### [Prompt]
Rescale the coordinates in everything from the start of the entries down to and including the line containing "(253, 339), (283, 505)": reproduce those lines with the requests left as they are, but multiply every coordinate in the answers by 0.4 and round to whole numbers, with halves rounded up. Leave the pictures out of your answer.

### [Records]
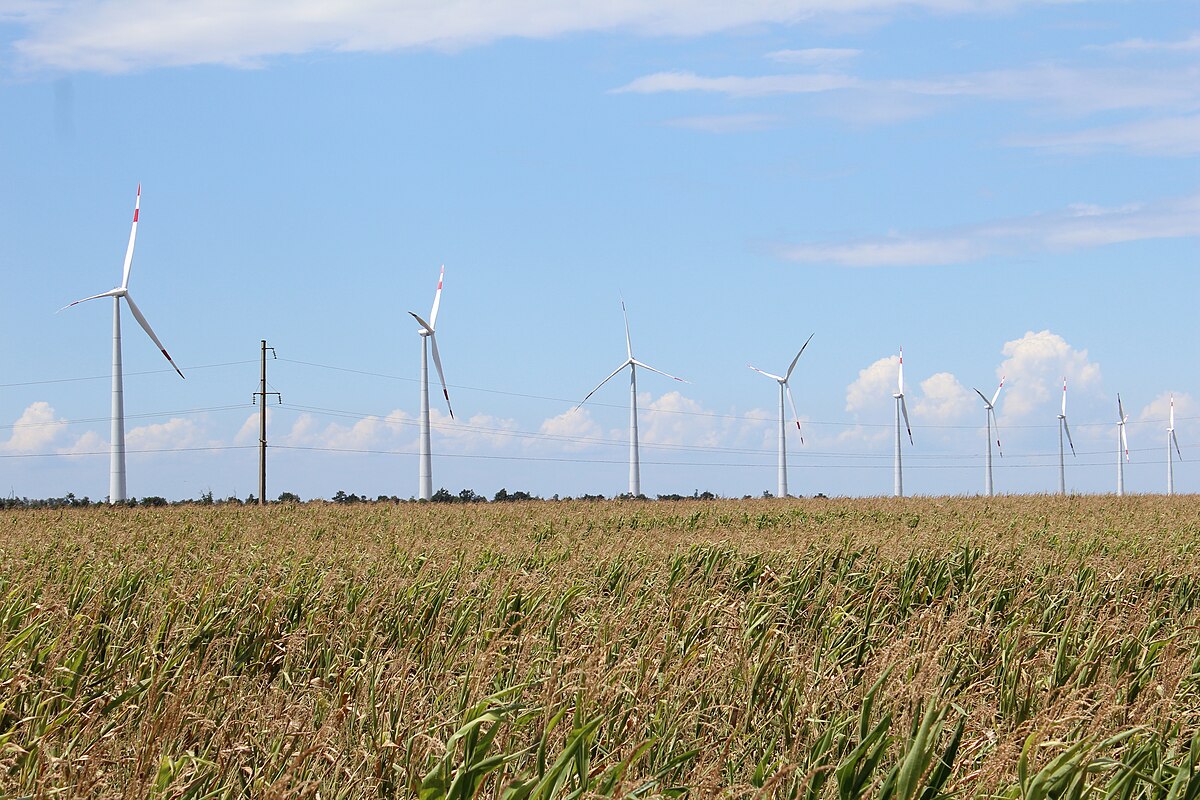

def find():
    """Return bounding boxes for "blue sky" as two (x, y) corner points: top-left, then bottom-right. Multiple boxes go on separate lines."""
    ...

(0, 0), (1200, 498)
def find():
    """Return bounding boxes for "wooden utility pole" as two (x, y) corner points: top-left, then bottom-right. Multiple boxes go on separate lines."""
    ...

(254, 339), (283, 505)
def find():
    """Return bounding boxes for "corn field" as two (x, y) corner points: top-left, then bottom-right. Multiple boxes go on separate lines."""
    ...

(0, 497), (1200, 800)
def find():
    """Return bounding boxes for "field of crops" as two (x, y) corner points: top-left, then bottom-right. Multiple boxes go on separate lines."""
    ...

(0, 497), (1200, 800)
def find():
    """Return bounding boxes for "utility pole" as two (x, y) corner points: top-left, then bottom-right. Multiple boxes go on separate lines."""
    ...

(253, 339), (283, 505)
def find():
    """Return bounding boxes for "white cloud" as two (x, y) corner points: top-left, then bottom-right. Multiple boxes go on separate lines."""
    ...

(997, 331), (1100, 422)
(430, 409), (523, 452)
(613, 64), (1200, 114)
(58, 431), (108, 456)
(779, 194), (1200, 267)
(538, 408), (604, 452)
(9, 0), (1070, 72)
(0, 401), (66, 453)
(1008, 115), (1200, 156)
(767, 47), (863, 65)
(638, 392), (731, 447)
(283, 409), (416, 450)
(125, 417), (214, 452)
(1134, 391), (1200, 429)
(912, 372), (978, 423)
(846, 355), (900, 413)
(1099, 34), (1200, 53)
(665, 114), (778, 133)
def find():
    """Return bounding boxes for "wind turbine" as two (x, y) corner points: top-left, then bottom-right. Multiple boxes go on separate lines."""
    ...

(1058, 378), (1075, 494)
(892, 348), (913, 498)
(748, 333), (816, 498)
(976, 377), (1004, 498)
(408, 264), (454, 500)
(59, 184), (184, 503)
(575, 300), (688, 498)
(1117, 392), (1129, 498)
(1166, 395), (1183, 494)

### [Reply to the task]
def find():
    """Return bounding boxes for "blue sky" as two (x, y) corner points: top-left, then bottom-right. Multiple boxes go on separate lines."""
    ...

(0, 0), (480, 199)
def find():
    """Return bounding boxes for "wooden utility pole" as two (x, y) corner points: top-left, then bottom-right. Multiple boxes go on separate lines."""
    ...

(102, 136), (113, 202)
def find():
    """Return bounding boxes for "corn field" as two (x, y) corner points: top-left, then bottom-right. Multiple boxes go on separate lines."""
    ...

(0, 199), (480, 320)
def find():
    """Return bounding boxes for "field of crops" as two (x, y) corner points: top-left, then bottom-right. Multiple boxes go on separate lines."""
    ...

(0, 199), (480, 320)
def find():
    """Return bounding boxes for "utility pole" as two (x, y) corner points: top-left, then bottom-right. Multiple boxes go on separate lines."""
    ...

(101, 136), (113, 202)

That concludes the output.